*PAGE EXCERPT*.

::::

SDSS galaxies data exploration portal

In Reis19 we introduced a data driven exploration portal for the Sloan Digital Sky Survey (SDSS) galaxy spectra dataset. It should be considered as an example for the approach discussed in that work for effectively using unsupervised ML in next generation astronomical surveys. The portal is available at galaxyportal.space, this page provides instructions on how to use it. The source code for the portal is available at github.com/ireis/portal.

The main feature of our such portal is thus machine learned two-dimensional embeddings (or maps) of the data, from which objects can be interactively selected and inspected. The interactive maps should be used with the simple notion that similar objects are located close to each other. Inspecting the maps with this notion, detecting potentially interesting phenomena is intuitive; objects that are isolated on a map are interpreted as objects that are not similar to any other object in the dataset. Any structure in the ordering of objects suggests a continuous change in the properties of objects along the structure, and a compact group of objects implies the objects share some common properties. While the maps are built using ML their usage is intuitive and does not require any prior knowledge in this field.

Interactive similarity-based object selection

The portal allows the user to view and select galaxies from a 2D embedding of the dataset using a lasso tool. To use the lasso tool, first select the it from the menu (top left of the UMAP panel), and hold and drag to select a region on the map. See the figure below for an example:

lasso select

The selected galaxies are now listed in the right side of the screen and we can inspect their spectra. Click an object on the list to select it. It is also possible to navigate through the list using the keyboard arrows. This is shown in the figure below:

view selected galaxies

other interaction buttons

In addition to the lasso selection tool, a few other interactive tools are available: zoom in, refresh, and save. These are shown in the figure below: buttons

Different embeddings

The portal includes different embeddings of the data, each containing different information. The embeddings are created using UMAP, where different embeddings are constructed with different wavelength regions of the spectrum. The familiar BPT diagrams are included as well. Selecting an embedding is done with the following button:

available embeddings

Galaxies that are located near each other on the UMAP 4700-5100 A embedding could be expected to have similar OIII, and Hb line properties, while galaxies that are located near each other on the UMAP 5680-6120 A embedding could be expected to have similar NaD I line properties.

::::

*LISTING*.
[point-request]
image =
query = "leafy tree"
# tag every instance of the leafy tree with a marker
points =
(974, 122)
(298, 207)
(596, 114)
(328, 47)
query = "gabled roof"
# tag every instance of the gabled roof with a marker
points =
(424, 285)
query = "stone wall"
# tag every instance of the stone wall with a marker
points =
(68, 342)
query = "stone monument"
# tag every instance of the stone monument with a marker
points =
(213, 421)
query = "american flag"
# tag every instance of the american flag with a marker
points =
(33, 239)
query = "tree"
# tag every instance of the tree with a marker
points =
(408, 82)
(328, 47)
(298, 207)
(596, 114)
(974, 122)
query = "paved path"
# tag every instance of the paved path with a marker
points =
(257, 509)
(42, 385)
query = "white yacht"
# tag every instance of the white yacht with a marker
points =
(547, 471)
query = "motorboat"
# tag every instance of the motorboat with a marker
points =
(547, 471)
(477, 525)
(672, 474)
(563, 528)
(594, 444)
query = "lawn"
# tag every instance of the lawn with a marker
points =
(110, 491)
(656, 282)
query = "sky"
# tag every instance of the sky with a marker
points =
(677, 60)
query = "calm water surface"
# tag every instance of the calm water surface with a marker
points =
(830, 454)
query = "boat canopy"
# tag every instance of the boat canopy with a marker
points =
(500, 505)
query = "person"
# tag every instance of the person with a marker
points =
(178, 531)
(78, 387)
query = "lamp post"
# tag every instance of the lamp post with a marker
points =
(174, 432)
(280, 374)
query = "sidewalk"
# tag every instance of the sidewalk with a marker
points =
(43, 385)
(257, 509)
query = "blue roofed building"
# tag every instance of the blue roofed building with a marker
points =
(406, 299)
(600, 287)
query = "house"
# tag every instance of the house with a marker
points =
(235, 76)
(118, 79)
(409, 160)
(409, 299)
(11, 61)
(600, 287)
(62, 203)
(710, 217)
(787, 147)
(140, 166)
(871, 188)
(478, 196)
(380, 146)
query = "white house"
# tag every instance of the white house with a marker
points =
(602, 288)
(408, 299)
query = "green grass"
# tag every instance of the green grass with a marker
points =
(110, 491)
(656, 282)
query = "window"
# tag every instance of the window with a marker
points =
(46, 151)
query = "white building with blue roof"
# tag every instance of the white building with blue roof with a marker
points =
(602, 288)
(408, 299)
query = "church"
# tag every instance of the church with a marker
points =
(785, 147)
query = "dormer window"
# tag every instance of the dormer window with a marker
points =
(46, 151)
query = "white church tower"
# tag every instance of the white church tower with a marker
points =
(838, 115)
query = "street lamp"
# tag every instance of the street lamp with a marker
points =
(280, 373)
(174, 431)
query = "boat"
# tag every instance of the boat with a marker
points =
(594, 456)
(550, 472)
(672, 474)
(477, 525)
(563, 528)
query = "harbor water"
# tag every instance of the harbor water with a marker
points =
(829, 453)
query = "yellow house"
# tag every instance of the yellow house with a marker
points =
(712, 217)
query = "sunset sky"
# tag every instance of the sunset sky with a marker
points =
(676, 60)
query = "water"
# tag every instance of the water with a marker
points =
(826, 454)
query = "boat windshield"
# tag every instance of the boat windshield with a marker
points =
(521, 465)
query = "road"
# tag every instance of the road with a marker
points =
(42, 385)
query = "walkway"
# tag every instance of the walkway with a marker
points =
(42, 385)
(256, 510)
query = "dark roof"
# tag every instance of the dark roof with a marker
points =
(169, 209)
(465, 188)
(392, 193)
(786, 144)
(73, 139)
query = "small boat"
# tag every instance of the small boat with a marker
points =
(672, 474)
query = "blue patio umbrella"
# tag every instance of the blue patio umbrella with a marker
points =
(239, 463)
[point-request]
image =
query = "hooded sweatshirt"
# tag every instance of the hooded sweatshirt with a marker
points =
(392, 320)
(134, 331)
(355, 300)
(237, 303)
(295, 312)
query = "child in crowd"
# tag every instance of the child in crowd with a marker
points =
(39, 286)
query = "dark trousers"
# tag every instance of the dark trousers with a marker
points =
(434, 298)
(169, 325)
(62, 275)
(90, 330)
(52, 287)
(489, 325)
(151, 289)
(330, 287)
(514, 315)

::::

*REQUIRED WORK*.
Write out the SDSS galaxies portal page in full, word for word. None of the items matter here.

*EXPECTED OUTPUT*.
SDSS galaxies data exploration portal

In Reis19 we introduced a data driven exploration portal for the Sloan Digital Sky Survey (SDSS) galaxy spectra dataset. It should be considered as an example for the approach discussed in that work for effectively using unsupervised ML in next generation astronomical surveys. The portal is available at galaxyportal.space, this page provides instructions on how to use it. The source code for the portal is available at github.com/ireis/portal.

The main feature of our such portal is thus machine learned two-dimensional embeddings (or maps) of the data, from which objects can be interactively selected and inspected. The interactive maps should be used with the simple notion that similar objects are located close to each other. Inspecting the maps with this notion, detecting potentially interesting phenomena is intuitive; objects that are isolated on a map are interpreted as objects that are not similar to any other object in the dataset. Any structure in the ordering of objects suggests a continuous change in the properties of objects along the structure, and a compact group of objects implies the objects share some common properties. While the maps are built using ML their usage is intuitive and does not require any prior knowledge in this field.

Interactive similarity-based object selection

The portal allows the user to view and select galaxies from a 2D embedding of the dataset using a lasso tool. To use the lasso tool, first select the it from the menu (top left of the UMAP panel), and hold and drag to select a region on the map. See the figure below for an example:

lasso select

The selected galaxies are now listed in the right side of the screen and we can inspect their spectra. Click an object on the list to select it. It is also possible to navigate through the list using the keyboard arrows. This is shown in the figure below:

view selected galaxies

other interaction buttons

In addition to the lasso selection tool, a few other interactive tools are available: zoom in, refresh, and save. These are shown in the figure below: buttons

Different embeddings

The portal includes different embeddings of the data, each containing different information. The embeddings are created using UMAP, where different embeddings are constructed with different wavelength regions of the spectrum. The familiar BPT diagrams are included as well. Selecting an embedding is done with the following button:

available embeddings

Galaxies that are located near each other on the UMAP 4700-5100 A embedding could be expected to have similar OIII, and Hb line properties, while galaxies that are located near each other on the UMAP 5680-6120 A embedding could be expected to have similar NaD I line properties.